TASK
Copy out the full listing that comes next, exactly.
*** EXCERPTED DATA ***
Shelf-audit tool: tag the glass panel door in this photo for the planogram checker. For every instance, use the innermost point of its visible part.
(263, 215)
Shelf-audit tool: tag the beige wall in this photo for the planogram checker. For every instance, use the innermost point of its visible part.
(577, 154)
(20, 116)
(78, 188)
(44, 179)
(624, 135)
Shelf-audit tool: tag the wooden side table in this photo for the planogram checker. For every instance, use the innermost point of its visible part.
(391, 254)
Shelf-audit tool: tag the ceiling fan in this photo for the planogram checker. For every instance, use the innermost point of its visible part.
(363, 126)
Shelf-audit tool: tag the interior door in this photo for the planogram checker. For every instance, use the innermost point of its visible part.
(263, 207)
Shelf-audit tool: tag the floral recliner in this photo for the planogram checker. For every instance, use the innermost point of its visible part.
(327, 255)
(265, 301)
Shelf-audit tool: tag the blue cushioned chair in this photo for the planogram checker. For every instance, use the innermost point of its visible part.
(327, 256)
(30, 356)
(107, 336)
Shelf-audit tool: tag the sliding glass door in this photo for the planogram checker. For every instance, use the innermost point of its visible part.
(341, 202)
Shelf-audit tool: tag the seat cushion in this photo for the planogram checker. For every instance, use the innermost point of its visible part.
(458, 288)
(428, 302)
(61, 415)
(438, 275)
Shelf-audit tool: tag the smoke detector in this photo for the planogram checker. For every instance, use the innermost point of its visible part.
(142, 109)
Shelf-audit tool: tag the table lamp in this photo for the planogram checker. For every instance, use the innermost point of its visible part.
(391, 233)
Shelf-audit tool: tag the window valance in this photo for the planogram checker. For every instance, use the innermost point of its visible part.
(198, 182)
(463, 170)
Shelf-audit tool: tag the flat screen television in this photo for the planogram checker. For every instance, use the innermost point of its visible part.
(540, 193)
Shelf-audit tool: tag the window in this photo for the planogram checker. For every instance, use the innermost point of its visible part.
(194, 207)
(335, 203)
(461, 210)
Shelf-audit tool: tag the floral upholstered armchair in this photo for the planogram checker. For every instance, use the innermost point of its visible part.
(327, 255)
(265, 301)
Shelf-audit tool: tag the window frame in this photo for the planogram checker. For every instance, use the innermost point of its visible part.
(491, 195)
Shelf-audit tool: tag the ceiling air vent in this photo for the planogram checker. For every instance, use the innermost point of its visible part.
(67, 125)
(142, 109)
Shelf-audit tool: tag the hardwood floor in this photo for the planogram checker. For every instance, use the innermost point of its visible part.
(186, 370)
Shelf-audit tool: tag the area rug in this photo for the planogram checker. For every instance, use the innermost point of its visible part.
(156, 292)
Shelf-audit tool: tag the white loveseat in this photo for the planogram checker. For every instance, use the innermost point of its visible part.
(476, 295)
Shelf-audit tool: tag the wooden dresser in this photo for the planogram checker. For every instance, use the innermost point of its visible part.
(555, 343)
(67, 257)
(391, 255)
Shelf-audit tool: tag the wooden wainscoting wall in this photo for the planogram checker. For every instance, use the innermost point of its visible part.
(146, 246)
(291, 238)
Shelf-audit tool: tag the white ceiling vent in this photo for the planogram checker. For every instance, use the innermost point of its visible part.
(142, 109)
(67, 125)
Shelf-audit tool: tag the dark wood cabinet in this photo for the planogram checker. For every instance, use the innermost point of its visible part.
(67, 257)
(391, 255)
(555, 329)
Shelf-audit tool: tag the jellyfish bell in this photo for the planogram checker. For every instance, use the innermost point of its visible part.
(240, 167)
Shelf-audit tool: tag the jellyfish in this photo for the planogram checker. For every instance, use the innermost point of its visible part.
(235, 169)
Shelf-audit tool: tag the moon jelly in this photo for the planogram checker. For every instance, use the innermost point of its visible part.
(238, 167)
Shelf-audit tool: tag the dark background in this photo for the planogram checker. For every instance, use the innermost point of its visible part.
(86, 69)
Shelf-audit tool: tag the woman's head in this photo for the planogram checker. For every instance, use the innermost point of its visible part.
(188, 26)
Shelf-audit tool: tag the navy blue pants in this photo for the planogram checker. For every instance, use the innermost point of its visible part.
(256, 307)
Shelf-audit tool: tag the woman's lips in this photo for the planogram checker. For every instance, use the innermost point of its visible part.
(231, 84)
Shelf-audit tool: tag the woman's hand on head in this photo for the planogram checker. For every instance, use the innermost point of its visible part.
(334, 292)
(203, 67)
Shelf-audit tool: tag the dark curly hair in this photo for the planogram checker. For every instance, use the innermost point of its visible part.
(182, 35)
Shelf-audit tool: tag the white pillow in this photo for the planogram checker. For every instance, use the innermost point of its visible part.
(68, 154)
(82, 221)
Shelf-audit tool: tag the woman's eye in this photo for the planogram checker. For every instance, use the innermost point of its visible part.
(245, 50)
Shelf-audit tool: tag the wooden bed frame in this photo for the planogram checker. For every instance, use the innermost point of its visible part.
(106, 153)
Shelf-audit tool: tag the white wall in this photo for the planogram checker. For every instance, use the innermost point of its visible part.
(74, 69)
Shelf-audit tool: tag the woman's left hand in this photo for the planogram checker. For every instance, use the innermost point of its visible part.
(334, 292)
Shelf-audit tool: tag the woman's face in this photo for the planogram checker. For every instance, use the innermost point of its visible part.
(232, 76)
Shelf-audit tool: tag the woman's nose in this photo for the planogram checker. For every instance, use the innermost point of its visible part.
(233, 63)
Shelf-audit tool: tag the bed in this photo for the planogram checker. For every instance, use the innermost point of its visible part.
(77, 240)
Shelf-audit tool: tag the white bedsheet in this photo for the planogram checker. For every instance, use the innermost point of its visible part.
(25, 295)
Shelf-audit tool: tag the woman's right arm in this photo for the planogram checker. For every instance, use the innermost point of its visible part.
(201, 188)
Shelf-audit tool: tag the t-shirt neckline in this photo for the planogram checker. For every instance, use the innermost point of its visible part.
***
SOLUTION TO THIS PROBLEM
Shelf-audit tool: tag the glass panel door in this photo for the planogram checker. For every instance, use the innermost point of its visible part.
(263, 215)
Shelf-audit tool: tag the beige wall in this photo for the planogram checker. For every instance, use the innermost point of its visible part.
(577, 154)
(20, 116)
(78, 188)
(44, 179)
(624, 135)
Shelf-audit tool: tag the wooden side table in this photo for the planogram checker. For every instance, use the innermost point of its visible part.
(391, 254)
Shelf-audit tool: tag the ceiling fan in this photo for the planogram checker. For every instance, use the innermost point of its visible part.
(363, 126)
Shelf-audit tool: tag the interior door in this photo for the planogram checker. For every instance, use the innermost point of its visible part.
(263, 207)
Shelf-audit tool: tag the floral recliner in this photo for the planogram checker. For every instance, use the innermost point of its visible part.
(327, 255)
(265, 301)
Shelf-audit tool: tag the blue cushioned chair in this photo for the planogram checker. For every instance, use the innermost point of its visible part.
(327, 256)
(30, 356)
(107, 336)
Shelf-audit tool: tag the sliding glass door in this photo for the planogram checker. For every instance, use the innermost point of its visible part.
(341, 202)
Shelf-audit tool: tag the seat cushion in this photo for the planogram checker. For every instance, use the innermost point of its visible part.
(458, 288)
(428, 302)
(61, 415)
(438, 275)
Shelf-audit tool: tag the smoke detector in this photo for the planogram checker. For every instance, use the innermost point of its visible part.
(142, 109)
Shelf-audit tool: tag the table lamp in this photo for the planogram checker. For every instance, use the innermost point of its visible part.
(391, 233)
Shelf-audit tool: tag the window valance in this photo for the planogram checker. For every instance, use the innermost point of its visible part.
(198, 182)
(463, 170)
Shelf-audit tool: tag the flat screen television in this photo for the planogram checker. For every instance, use the innermost point of its visible part.
(540, 193)
Shelf-audit tool: tag the window in this photo for the planogram checker. For every instance, use the innermost point of its visible part.
(194, 207)
(335, 203)
(461, 210)
Shelf-audit tool: tag the floral upholstered armchair in this photo for the planogram checker. For every instance, use the innermost point of its visible part.
(327, 255)
(265, 301)
Shelf-audit tool: tag the window frame in this photo for the planogram checker. For every instance, use the innermost point of its visible part.
(491, 195)
Shelf-audit tool: tag the ceiling air vent in this photo for the planogram checker. For every instance, use the innermost point of its visible part.
(67, 125)
(142, 109)
Shelf-audit tool: tag the hardwood floor in this photo for the planogram checker. For every instance, use the innermost point of its visible part.
(186, 370)
Shelf-audit tool: tag the area rug in this photo for the planogram checker. For every instance, use the innermost point of its visible part.
(156, 292)
Shelf-audit tool: tag the white loveseat in this photo for the planogram checker. For every instance, use the innermost point of its visible part.
(476, 295)
Shelf-audit tool: tag the wooden dresser in this photo for the planogram checker. For every instance, use the innermost point of its visible part.
(555, 343)
(67, 257)
(391, 255)
Shelf-audit tool: tag the wooden wainscoting wall in this photo for the planogram checker. For every instance, use the innermost point of its visible part.
(146, 246)
(291, 238)
Shelf-audit tool: tag the white ceiling vent in this photo for the planogram checker. For every instance, use the innermost point of its visible part.
(142, 109)
(67, 125)
Shelf-audit tool: tag the dark wood cabinet in this photo for the planogram checker. For every instance, use the innermost point of its visible part.
(67, 257)
(391, 255)
(555, 329)
Shelf-audit tool: tag the jellyfish bell in this photo for the planogram checker. For every instance, use the innermost point of its visible part.
(240, 167)
Shelf-audit tool: tag the jellyfish in this photo for the planogram checker. For every instance, use the innermost point of its visible part.
(235, 169)
Shelf-audit tool: tag the moon jelly in this photo for the planogram checker. For every instance, use the innermost point of its visible part.
(238, 167)
Shelf-audit tool: tag the dark background in this photo for the planogram checker. For every instance, use the innermost point of its visible part.
(86, 69)
Shelf-audit tool: tag the woman's head in this photo for the planogram checker. For every instance, use the innermost point of its visible part.
(188, 26)
Shelf-audit tool: tag the navy blue pants in this photo for the planogram checker. For every instance, use the innermost point of its visible part.
(256, 307)
Shelf-audit tool: tag the woman's lips in this photo for the planogram checker. For every instance, use the innermost point of its visible part.
(231, 84)
Shelf-audit tool: tag the woman's hand on head in this photo for the planogram checker. For every instance, use the innermost point of its visible part.
(334, 292)
(203, 67)
Shelf-audit tool: tag the dark curly hair in this photo for the planogram checker. For every instance, use the innermost point of its visible part.
(182, 35)
Shelf-audit tool: tag the white pillow in this photo for the planogram checker. For every instance, use the innermost point of its visible part.
(68, 154)
(82, 221)
Shelf-audit tool: tag the woman's eye in this photo for the planogram checker. For every instance, use the innermost point of its visible part.
(245, 50)
Shelf-audit tool: tag the wooden bed frame in this photo for the planogram checker. For every instance, use the innermost point of its visible part.
(106, 153)
Shelf-audit tool: tag the white wall in this photo for the planogram checker. For every instance, use the innermost point of its visible part.
(74, 69)
Shelf-audit tool: tag the woman's left hand in this photo for the planogram checker. For every instance, use the innermost point of its visible part.
(334, 292)
Shelf-audit tool: tag the woman's face in this photo for the planogram checker. For every instance, use the innermost point of its visible part.
(232, 76)
Shelf-audit tool: tag the woman's nose in this photo for the planogram checker. For every instance, use the innermost point of its visible part.
(233, 63)
Shelf-audit tool: tag the bed in this photo for the planogram checker. For every instance, use the innermost point of its visible part.
(77, 240)
Shelf-audit tool: tag the white bedsheet in this photo for the planogram checker. For every instance, use the innermost point of its visible part.
(25, 295)
Shelf-audit tool: tag the woman's right arm in this photo for the planogram checker. For every instance, use the innermost point of its visible part.
(201, 188)
Shelf-audit tool: tag the t-shirt neckline in this photo for the planogram checker. For every instance, use the innermost point of its visible part.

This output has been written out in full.